Introductory CS classes start to see a marked increase in female enrollment after curriculum changes in 2008. The new classes 6.006 (Introduction to Algorithms), 6.01 (Introduction to EECS), and 6.005 (Software Construction) were designed to reflect more modern content and modern pedagogy.
Introductory programming classes have consistently seen high female enrollment over the past two decades, with the proportion of women far outstripping the proportion in CS majors. In part this disparity can be explained by other MIT majors that require these programming classes, but there is also some indication that male students are more likely to skip introductory classes (which may be due to better preparation in high school or to higher self-confidence).
Nationwide, the fraction of bachelor's degrees in mechanical engineering earned by females is less than 15% (13.2% in 2015 according to the American Society for Engineering Education), yet MIT’s Department of Mechanical Engineering has seen sustained female major enrollments of more than 40% over the past five years.
The MIT Department of Mechanical Engineering offers two undergraduate majors: a traditional mechanical engineering degree (Course 2) and a flexible mechanical engineering degree (Course 2-A).
A recently published study analyzes the reasons for this. It is interesting to note that, similar to the EECS departmental data above, the number of female students increased markedly following major curriculum revisions in the mechanical engineering curriculum. This again suggests that in attracting increased numbers of women, it is important for a curriculum to be modernized in both content and pedagogy. It is also notable that the most rapid period of growth in female students coincides with the department’s first female head (Professor Mary Boyce from 2008 to 2013).

::::::::

GIVEN REQUEST 1: Find every line in the rows that contains the word "stem" and copy each of those lines.

ENTRIES SHOWN:
::::::::

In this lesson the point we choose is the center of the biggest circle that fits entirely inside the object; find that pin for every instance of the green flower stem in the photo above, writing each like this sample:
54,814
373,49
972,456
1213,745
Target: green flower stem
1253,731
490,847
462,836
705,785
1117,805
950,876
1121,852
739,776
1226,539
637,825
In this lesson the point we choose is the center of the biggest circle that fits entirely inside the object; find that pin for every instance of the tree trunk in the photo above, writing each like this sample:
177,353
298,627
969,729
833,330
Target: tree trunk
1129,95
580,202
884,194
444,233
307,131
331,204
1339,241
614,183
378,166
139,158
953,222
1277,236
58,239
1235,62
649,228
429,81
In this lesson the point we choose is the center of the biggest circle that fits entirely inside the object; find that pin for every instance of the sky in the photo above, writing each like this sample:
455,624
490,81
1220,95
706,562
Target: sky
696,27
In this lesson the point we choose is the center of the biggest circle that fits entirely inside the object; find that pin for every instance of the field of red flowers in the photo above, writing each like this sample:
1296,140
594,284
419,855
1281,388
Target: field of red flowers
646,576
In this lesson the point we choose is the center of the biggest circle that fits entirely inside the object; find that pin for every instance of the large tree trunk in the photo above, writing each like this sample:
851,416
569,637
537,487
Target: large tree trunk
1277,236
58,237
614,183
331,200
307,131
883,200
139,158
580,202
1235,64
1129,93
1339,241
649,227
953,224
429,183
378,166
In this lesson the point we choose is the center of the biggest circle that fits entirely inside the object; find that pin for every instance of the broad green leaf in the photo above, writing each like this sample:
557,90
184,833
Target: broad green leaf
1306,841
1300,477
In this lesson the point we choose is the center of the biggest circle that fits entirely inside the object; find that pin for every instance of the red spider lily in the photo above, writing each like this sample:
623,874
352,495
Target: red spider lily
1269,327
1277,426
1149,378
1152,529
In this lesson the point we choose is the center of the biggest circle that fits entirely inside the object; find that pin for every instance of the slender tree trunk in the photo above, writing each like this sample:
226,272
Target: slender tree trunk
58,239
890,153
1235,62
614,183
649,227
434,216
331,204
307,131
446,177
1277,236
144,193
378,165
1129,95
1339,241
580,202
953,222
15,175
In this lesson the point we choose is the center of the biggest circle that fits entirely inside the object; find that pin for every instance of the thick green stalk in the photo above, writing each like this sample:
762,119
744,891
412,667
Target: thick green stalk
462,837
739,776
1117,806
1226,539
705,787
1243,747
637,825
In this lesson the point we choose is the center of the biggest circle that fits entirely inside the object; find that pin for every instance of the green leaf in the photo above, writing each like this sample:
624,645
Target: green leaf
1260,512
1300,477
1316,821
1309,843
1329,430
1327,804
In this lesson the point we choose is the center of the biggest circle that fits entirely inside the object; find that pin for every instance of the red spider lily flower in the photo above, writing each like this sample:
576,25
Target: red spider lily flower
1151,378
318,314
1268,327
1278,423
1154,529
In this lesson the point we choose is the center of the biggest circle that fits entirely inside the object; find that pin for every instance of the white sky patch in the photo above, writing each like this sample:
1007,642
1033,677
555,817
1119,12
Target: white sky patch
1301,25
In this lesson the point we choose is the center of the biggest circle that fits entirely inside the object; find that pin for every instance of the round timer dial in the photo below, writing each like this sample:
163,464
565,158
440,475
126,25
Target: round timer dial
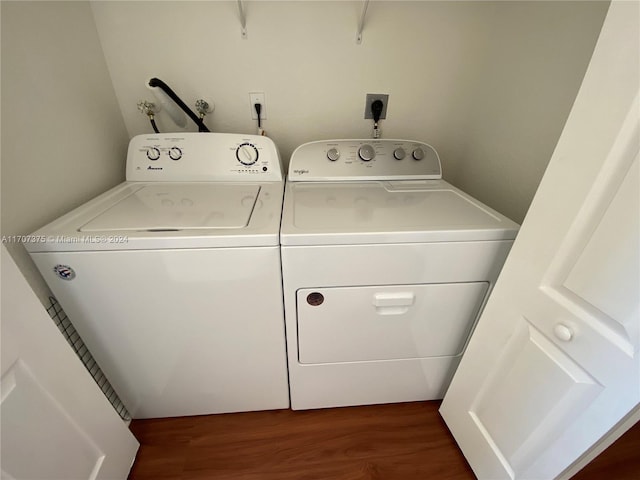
153,153
366,153
247,154
175,153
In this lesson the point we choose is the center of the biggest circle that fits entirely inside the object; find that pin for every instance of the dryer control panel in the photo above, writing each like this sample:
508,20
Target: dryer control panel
205,157
331,160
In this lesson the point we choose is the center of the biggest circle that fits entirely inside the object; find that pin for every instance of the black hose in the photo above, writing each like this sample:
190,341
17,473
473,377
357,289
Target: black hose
156,82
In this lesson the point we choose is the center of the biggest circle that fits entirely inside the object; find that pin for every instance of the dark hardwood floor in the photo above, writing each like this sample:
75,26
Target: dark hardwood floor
382,442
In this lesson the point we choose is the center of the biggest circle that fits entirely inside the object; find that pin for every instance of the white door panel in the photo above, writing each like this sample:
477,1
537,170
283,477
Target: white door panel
55,421
554,363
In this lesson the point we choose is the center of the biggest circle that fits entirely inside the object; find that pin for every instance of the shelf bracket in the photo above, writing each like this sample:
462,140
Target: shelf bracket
243,20
361,23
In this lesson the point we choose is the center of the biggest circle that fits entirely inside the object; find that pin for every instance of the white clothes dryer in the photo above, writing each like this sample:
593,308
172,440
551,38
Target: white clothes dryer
386,268
173,278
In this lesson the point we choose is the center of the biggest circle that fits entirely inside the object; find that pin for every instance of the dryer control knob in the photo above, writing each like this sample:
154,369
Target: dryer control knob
333,154
153,153
247,154
366,153
175,153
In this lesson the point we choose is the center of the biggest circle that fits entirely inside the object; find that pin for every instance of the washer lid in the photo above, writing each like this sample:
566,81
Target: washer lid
387,212
158,208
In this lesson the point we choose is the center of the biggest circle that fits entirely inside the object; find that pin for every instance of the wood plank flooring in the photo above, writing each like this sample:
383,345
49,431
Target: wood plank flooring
382,442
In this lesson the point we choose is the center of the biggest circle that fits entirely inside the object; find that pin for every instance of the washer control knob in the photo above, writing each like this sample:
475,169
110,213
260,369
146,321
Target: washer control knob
418,154
175,153
247,154
153,153
333,154
366,153
399,153
562,332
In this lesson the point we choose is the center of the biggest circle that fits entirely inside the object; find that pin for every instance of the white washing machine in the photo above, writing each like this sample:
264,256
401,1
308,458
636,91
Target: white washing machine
173,278
386,268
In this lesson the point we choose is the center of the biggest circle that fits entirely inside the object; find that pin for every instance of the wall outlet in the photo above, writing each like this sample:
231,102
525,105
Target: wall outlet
372,97
257,97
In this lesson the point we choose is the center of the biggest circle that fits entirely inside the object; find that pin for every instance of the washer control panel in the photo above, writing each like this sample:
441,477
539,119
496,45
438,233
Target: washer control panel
364,160
190,156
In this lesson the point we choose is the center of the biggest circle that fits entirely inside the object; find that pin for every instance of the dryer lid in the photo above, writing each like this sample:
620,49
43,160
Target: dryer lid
387,212
195,206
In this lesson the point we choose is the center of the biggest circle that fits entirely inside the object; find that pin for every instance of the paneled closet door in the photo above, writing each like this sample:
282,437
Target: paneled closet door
56,423
554,363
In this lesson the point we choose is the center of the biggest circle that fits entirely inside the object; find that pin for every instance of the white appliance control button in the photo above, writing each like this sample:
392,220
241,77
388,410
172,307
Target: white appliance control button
418,154
153,153
399,153
366,153
247,154
175,153
562,332
333,154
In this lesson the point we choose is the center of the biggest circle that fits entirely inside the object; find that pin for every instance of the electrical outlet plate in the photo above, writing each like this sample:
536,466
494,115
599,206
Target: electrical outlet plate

::::::::

GIVEN REQUEST 2: Decide whether each statement below agrees with the text on female enrollment at MIT, answering yes or no and quoting the words of the text that settle it: (a) MIT's Department of Mechanical Engineering offers two undergraduate majors. (b) Nationwide, women earned more than 15% of bachelor's degrees in mechanical engineering in 2015. (c) Professor Mary Boyce headed the department from 2008 to 2013.

FULL ANSWER 1:
In this lesson the point we choose is the center of the biggest circle that fits entirely inside the object; find that pin for every instance of the green flower stem in the photo above, writing each like this sample:
Target: green flower stem

FULL ANSWER 2:
(a) Yes: "offers two undergraduate majors"
(b) No: "less than 15% (13.2% in 2015 according to the American Society for Engineering Education)"
(c) Yes: "Professor Mary Boyce from 2008 to 2013"